◆ **Directive a**: Transcribe the listing below, starting with its first line and going on through the line that contains "rough mask: <svg".

◆ **Text block**:
▼

# beer:30 lights out tournament



## Mossy horn (May 21, 2011)

beer:30, the pub and grill at the swamp house for those who have't been, is holding lights out bass tournaments on escambia river beginning this thursday evening. entry will be $20 per boat. blast off at 5 pm and weigh in at 8 pm. teams weigh in 5 fish, first and second place, plus a lunker pot will be paid. get there early and check in with beer:30.

any questions call brett johnson 850 698 4191


----------



## BlazerBen (Feb 17, 2011)

awesome


----------



## Mossy horn (May 21, 2011)

Tiger Wilson won week 1 with 6.21 lbs, 1.6 lb lunker. hope to see everyone next thursdsay


----------



## bassn8ed (Sep 19, 2009)

*beer30*

how many boats were in the first one?


----------



## bassn8ed (Sep 19, 2009)

I hope you don't mind a litlle guy in a little boat taking everyones money. haha


----------



## white2244bass (Dec 19, 2010)

How often do you hold them every week every month? How many boats average?


----------



## stuckinthetrees (Dec 23, 2011)

how many boats showed up?


----------



## Mossy horn (May 21, 2011)

Tournaments are Every Thursday


----------



## Mossy horn (May 21, 2011)

had 15 boats this week. tiger won 3rd week in a row. tournaments are every thursday registration begins at 4 pm, blast off at 5 pm.


----------

▲

◆ **Directive b**: Reproduce word for word the part of the tournament thread starting with "Tiger Wilson won" and going on through "the first one?".

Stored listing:
▼

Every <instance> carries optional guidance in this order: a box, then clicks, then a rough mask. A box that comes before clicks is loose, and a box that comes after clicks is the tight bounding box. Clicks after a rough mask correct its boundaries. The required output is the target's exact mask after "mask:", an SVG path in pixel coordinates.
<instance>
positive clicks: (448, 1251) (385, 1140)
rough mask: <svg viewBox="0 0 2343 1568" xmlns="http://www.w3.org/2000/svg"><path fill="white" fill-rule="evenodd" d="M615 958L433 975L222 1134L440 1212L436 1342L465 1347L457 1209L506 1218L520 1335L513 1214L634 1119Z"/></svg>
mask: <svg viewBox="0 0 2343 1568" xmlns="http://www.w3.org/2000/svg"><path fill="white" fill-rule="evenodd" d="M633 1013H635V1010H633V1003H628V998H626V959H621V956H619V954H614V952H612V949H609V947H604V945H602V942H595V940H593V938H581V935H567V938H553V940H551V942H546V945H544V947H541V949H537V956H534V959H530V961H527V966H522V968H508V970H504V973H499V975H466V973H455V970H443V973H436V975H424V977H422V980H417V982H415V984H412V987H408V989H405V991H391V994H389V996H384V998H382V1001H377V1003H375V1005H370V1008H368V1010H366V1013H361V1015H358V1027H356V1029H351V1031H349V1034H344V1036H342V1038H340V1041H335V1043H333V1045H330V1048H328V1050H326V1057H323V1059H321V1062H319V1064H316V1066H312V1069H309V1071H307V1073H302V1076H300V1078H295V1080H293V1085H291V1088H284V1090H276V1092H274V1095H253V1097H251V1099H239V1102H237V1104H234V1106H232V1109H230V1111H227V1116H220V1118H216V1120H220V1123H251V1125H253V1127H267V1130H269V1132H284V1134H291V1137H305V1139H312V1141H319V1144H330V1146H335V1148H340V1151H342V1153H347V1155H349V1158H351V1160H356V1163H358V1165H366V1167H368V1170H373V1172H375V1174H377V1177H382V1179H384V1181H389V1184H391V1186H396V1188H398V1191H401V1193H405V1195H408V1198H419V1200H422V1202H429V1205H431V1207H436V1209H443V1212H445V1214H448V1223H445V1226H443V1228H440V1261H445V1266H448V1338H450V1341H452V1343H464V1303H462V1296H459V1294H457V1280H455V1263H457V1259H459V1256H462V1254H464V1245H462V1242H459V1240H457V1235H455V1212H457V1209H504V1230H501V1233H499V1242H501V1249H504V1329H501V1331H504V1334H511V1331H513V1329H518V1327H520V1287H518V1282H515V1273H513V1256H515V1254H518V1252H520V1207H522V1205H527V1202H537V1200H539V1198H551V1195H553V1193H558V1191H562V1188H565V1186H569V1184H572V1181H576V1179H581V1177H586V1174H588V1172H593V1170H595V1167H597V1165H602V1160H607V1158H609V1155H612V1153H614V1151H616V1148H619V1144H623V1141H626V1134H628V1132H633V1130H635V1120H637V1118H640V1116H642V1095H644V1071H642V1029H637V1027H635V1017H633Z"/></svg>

▲

◆ **Problem solution a**:
Every <instance> carries optional guidance in this order: a box, then clicks, then a rough mask. A box that comes before clicks is loose, and a box that comes after clicks is the tight bounding box. Clicks after a rough mask correct its boundaries. The required output is the target's exact mask after "mask:", an SVG path in pixel coordinates.
<instance>
positive clicks: (448, 1251) (385, 1140)
rough mask: <svg viewBox="0 0 2343 1568" xmlns="http://www.w3.org/2000/svg"><path fill="white" fill-rule="evenodd" d="M615 958L433 975L222 1134L440 1212L436 1342L465 1347L457 1209L506 1218L520 1335L513 1214L634 1119Z"/></svg>

◆ **Problem solution b**:
Tiger Wilson won week 1 with 6.21 lbs, 1.6 lb lunker. hope to see everyone next thursdsay


----------



## bassn8ed (Sep 19, 2009)

*beer30*

how many boats were in the first one?